» Instructions for the task:
Your answer should give again, exactly, the lines from the beginning of the entries below through the line containing "Please identify the outstretched". It must contain no pictures.

» Listed records:
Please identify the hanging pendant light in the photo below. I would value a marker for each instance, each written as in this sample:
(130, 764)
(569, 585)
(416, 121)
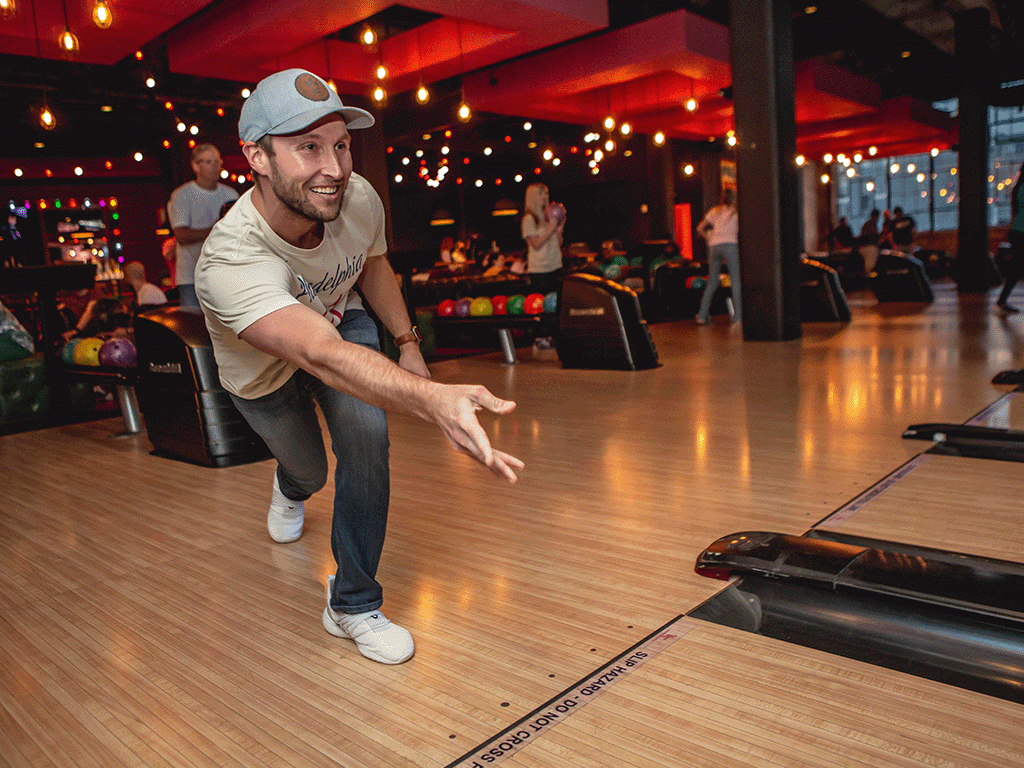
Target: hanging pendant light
(101, 14)
(691, 102)
(46, 119)
(422, 94)
(464, 113)
(67, 40)
(68, 43)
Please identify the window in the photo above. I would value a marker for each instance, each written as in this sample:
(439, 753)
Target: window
(927, 187)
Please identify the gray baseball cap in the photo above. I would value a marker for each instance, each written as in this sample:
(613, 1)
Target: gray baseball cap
(290, 100)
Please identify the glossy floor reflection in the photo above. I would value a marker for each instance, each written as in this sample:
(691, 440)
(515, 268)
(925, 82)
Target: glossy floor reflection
(148, 620)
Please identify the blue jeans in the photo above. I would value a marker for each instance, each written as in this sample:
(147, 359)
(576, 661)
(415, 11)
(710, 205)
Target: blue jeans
(727, 253)
(287, 420)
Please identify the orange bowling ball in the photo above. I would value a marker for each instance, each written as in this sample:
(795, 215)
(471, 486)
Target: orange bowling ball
(534, 303)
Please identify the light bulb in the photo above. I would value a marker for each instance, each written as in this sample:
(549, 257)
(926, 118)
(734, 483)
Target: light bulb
(101, 14)
(68, 43)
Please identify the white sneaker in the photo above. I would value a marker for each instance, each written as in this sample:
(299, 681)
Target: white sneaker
(284, 521)
(373, 633)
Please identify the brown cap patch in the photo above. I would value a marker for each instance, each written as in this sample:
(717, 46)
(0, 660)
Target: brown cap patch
(310, 87)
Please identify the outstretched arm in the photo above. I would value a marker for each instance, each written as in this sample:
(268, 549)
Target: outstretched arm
(299, 335)
(380, 286)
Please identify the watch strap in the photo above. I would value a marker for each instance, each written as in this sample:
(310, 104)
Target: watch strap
(406, 338)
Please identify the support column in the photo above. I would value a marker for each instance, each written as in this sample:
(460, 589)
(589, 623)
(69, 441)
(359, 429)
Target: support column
(761, 38)
(972, 32)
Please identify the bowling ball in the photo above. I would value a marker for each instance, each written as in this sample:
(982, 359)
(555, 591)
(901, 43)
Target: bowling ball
(118, 352)
(555, 211)
(481, 306)
(68, 353)
(534, 303)
(87, 351)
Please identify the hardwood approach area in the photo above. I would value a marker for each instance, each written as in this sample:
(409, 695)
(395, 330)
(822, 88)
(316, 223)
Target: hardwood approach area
(147, 620)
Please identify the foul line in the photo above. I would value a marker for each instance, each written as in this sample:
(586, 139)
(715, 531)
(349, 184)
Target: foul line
(557, 709)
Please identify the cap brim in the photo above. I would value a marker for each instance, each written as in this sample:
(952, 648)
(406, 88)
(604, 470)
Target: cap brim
(353, 116)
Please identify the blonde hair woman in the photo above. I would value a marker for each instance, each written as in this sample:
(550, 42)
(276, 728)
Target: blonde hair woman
(543, 233)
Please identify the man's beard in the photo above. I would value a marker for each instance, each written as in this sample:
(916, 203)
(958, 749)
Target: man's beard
(294, 200)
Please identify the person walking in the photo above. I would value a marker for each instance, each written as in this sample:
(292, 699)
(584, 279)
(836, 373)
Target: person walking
(720, 227)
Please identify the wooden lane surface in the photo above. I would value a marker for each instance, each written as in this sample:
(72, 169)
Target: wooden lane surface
(147, 620)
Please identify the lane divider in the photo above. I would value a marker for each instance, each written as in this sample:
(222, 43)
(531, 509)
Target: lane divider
(562, 706)
(848, 510)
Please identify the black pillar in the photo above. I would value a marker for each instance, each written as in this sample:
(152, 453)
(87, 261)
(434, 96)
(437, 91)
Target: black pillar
(972, 36)
(761, 37)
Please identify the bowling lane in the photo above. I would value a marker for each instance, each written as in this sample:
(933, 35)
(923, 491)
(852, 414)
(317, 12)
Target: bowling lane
(952, 503)
(716, 695)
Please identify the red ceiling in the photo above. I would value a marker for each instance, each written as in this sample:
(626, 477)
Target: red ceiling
(579, 70)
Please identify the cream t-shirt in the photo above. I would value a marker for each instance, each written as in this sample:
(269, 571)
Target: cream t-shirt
(247, 271)
(548, 257)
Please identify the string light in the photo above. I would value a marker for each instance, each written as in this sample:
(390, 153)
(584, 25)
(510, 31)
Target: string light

» Written reply:
Please identify the hanging pendant light in the photo below. I would value a marker for each instance, each written as in this sample:
(130, 764)
(569, 585)
(416, 121)
Target: hanging pendant light
(101, 14)
(691, 102)
(46, 119)
(422, 94)
(464, 113)
(67, 40)
(68, 43)
Please identify the window in the photo above. I would value a marker for each instance, each written as in this sample:
(439, 753)
Target: window
(927, 187)
Please identify the gray baseball cap in the photo above. I would value a marker for each instance, each written as in this sample:
(613, 1)
Target: gray baseball cap
(290, 100)
Please identify the glossy floor reflection in the photo above. I would value a marker for each instance, each written as in this sample:
(691, 440)
(515, 268)
(925, 82)
Target: glossy floor reflection
(148, 620)
Please identify the blue jeans in the photo above. I would value a marker for each instance, each written as in this sample:
(147, 359)
(576, 661)
(415, 11)
(710, 205)
Target: blue jeans
(727, 253)
(287, 420)
Please identify the orange bowling ball in the photo above. I would value a marker for each instance, each written as in this sample:
(795, 215)
(471, 486)
Target: orange bowling ball
(534, 303)
Please identify the light bulb in the photo above. I would value a marker for each instance, each written as in this sample:
(549, 257)
(926, 118)
(734, 483)
Target: light bulb
(101, 14)
(68, 43)
Please identify the white sneaker in the photo above. I would value a marker for each instance, each written as in this sample:
(299, 681)
Target: white sneaker
(284, 521)
(373, 633)
Please identify the brown cap patch in the photo above. I would value a marker for each instance, each written as in this sample:
(717, 46)
(0, 660)
Target: brown cap patch
(310, 87)
Please identify the outstretched arm in the photo above. I would value a marker for each instance, each written as in this sample:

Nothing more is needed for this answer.